→ Supplied data:
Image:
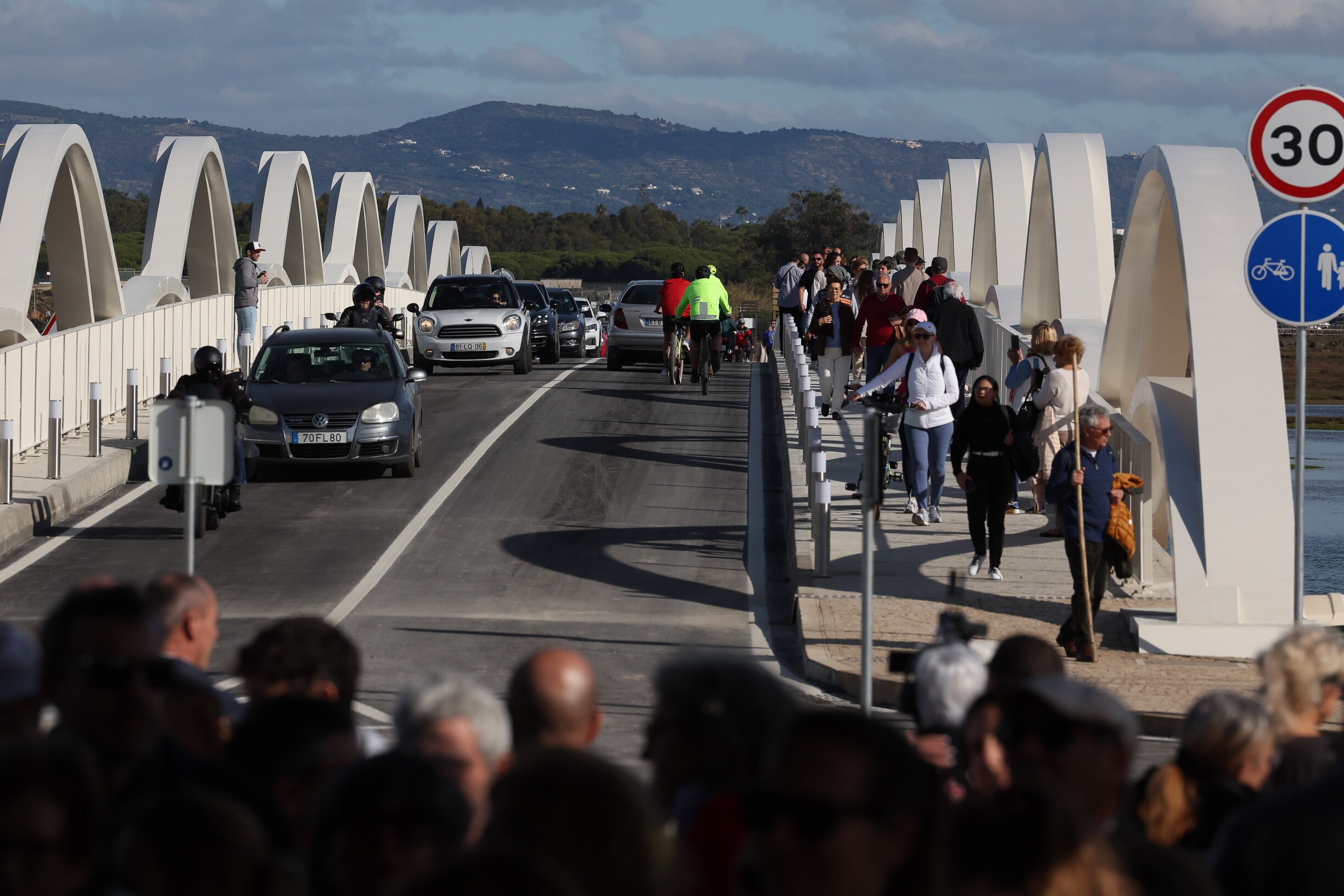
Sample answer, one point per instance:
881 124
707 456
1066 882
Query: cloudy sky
1139 71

→ Work request:
The answer should be an exact copy of the lines from the one containing "Sample answer, one" through the last line of the entries, both included.

→ Task solution:
Sample answer, one point per instance:
881 124
707 456
1066 882
Query: cloudy sky
1139 71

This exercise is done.